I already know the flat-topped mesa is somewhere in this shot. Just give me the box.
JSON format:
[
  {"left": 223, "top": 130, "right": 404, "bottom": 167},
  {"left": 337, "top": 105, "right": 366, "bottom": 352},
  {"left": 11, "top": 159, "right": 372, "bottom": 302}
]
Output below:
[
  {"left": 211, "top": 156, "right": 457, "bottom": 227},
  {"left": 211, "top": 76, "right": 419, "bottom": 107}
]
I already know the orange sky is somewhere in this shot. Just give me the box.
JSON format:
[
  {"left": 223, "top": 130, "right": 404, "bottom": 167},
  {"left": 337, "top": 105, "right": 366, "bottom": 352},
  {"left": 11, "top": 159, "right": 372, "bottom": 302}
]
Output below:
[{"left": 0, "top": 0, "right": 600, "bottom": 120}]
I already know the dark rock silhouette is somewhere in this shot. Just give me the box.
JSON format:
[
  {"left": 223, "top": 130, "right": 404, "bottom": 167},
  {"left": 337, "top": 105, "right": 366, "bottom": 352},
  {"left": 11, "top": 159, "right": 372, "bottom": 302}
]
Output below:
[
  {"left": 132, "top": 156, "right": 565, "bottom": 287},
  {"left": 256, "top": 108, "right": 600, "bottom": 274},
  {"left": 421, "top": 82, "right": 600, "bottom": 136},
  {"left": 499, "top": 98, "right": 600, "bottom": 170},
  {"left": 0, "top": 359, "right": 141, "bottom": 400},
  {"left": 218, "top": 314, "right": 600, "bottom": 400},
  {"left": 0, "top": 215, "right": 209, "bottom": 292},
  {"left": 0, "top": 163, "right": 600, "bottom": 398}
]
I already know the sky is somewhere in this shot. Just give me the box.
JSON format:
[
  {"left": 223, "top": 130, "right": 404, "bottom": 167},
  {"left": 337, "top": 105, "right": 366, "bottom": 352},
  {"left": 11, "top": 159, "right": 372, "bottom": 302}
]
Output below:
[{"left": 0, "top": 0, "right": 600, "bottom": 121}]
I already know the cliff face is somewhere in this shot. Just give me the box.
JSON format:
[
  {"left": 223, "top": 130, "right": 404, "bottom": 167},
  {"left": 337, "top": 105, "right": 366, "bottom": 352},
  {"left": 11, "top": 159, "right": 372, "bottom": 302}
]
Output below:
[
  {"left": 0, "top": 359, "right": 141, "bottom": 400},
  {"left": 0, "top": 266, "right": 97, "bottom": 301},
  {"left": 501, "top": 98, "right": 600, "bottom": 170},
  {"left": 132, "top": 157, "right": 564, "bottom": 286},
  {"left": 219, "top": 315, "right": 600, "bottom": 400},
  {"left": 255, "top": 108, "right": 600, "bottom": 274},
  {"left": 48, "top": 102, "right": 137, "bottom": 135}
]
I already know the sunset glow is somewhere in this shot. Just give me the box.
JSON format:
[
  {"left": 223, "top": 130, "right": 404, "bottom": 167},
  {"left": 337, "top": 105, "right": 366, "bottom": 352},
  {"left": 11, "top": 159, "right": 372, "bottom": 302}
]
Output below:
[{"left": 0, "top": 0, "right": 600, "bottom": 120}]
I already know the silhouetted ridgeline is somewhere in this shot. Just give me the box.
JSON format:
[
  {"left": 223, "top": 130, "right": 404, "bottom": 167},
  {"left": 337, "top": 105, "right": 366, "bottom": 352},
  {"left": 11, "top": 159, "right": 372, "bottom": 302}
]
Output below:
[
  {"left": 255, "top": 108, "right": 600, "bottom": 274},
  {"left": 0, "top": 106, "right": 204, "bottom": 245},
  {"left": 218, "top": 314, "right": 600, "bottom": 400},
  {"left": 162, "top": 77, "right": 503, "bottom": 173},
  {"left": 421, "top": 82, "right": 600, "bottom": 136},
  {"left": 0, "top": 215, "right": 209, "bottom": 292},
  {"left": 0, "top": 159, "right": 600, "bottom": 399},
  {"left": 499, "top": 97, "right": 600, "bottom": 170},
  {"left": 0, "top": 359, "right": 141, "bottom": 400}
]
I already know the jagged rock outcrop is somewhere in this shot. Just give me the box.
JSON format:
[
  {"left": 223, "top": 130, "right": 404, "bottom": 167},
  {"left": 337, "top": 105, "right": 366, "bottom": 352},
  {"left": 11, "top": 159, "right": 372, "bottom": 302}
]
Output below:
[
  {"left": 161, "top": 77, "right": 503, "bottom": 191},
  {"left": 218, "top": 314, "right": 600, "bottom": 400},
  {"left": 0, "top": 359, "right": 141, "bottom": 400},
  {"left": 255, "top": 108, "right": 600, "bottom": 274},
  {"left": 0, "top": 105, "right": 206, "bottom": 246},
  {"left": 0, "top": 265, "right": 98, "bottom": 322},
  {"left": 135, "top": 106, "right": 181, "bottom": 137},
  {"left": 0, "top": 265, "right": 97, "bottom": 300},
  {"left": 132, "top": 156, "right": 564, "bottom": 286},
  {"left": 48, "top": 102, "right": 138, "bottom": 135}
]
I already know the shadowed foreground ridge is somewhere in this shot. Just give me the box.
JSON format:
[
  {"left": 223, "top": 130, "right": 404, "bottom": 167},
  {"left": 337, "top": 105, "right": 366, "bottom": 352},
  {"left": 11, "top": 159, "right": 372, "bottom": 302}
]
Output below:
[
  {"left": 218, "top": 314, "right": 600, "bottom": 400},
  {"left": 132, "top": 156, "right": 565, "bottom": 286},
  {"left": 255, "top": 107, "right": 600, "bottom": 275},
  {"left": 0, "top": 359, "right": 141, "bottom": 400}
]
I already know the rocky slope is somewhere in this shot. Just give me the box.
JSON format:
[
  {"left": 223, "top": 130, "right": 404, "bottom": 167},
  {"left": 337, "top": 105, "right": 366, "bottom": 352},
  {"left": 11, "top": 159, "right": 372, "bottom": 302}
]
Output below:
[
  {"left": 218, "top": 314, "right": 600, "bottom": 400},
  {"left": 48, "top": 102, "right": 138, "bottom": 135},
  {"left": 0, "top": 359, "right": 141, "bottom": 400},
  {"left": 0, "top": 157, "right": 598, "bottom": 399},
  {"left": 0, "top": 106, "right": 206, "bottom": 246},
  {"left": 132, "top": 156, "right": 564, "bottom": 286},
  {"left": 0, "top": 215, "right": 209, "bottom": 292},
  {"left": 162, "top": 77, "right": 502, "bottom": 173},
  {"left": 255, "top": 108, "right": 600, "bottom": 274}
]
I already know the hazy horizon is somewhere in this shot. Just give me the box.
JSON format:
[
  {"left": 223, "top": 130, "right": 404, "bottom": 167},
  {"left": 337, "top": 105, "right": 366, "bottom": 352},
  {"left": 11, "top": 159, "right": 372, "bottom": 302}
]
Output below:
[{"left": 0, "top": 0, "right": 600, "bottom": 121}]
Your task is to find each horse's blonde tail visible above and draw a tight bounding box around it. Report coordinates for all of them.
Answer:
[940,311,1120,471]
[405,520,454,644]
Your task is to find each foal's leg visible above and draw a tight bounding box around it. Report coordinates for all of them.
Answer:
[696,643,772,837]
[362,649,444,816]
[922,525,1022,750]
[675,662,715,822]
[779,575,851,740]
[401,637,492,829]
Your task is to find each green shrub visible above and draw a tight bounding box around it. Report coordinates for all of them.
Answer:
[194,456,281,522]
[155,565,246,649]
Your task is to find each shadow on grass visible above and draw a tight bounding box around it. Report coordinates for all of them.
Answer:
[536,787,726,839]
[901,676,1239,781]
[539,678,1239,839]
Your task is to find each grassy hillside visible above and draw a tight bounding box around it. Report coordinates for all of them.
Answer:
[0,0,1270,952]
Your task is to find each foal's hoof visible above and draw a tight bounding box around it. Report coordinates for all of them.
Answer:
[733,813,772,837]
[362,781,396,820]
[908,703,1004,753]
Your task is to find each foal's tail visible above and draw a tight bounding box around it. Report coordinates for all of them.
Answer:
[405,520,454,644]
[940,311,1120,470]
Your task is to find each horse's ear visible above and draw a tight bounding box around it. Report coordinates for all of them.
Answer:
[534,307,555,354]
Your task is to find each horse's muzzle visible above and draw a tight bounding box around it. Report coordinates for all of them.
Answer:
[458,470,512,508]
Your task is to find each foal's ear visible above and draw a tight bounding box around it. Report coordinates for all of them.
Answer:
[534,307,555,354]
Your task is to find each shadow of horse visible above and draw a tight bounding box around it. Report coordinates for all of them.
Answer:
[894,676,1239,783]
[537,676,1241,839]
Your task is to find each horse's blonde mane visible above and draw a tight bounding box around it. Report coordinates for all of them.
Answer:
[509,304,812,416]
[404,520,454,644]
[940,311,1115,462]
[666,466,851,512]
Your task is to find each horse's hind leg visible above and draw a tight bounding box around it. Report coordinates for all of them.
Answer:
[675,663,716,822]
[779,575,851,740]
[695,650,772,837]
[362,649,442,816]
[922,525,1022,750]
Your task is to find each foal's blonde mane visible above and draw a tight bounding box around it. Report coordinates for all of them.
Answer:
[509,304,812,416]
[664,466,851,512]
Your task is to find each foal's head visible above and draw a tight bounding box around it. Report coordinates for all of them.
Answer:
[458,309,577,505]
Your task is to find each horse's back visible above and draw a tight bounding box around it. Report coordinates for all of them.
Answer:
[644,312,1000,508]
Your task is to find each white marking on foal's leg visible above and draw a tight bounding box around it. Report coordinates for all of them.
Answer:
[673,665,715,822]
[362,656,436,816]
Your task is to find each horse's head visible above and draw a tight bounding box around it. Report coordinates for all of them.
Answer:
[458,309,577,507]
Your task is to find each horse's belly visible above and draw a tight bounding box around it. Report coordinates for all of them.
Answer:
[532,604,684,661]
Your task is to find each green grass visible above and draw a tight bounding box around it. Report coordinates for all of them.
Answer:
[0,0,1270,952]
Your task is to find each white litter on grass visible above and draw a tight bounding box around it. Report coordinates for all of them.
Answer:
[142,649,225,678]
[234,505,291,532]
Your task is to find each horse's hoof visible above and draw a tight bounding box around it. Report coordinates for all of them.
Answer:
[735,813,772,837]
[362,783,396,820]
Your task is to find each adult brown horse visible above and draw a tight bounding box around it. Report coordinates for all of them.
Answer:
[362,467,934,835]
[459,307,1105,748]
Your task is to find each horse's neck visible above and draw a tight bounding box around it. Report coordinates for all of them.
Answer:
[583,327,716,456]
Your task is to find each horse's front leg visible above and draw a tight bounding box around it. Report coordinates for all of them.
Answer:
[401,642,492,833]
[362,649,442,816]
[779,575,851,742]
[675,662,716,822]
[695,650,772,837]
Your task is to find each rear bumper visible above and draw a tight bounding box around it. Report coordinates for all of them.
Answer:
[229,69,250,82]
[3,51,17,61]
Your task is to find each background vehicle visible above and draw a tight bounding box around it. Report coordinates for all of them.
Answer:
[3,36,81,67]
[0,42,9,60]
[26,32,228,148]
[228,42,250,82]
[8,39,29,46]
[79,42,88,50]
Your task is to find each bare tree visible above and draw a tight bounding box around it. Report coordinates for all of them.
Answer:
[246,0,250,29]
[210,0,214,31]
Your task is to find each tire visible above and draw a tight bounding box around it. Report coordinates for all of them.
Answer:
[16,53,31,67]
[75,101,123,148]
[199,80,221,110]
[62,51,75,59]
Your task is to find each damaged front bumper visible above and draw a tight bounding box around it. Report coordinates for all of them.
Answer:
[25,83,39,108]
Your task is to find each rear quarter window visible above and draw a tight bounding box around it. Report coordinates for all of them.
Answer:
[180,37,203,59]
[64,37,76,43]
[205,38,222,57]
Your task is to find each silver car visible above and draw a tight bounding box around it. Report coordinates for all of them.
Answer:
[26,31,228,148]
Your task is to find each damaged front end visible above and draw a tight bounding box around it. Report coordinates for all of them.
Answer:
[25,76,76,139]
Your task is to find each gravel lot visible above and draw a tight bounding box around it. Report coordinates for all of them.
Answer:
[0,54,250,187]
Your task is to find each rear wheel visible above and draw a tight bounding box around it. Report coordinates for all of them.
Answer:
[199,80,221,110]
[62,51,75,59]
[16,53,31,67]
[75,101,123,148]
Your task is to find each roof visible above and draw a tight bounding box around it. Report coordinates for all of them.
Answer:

········

**Job:**
Copy the lines of the records again, starting with the line that contains "Your task is to find each rear bumper" and going on through the line that contains "[3,51,17,61]". Keep the request text unchanged, and add 77 to every bounding box coordinate in the answers.

**Written response:**
Your task is to find each rear bumper visible above and draw a tight bounding box around it. Report coordinates for all of them.
Answer:
[306,146,327,159]
[80,128,94,138]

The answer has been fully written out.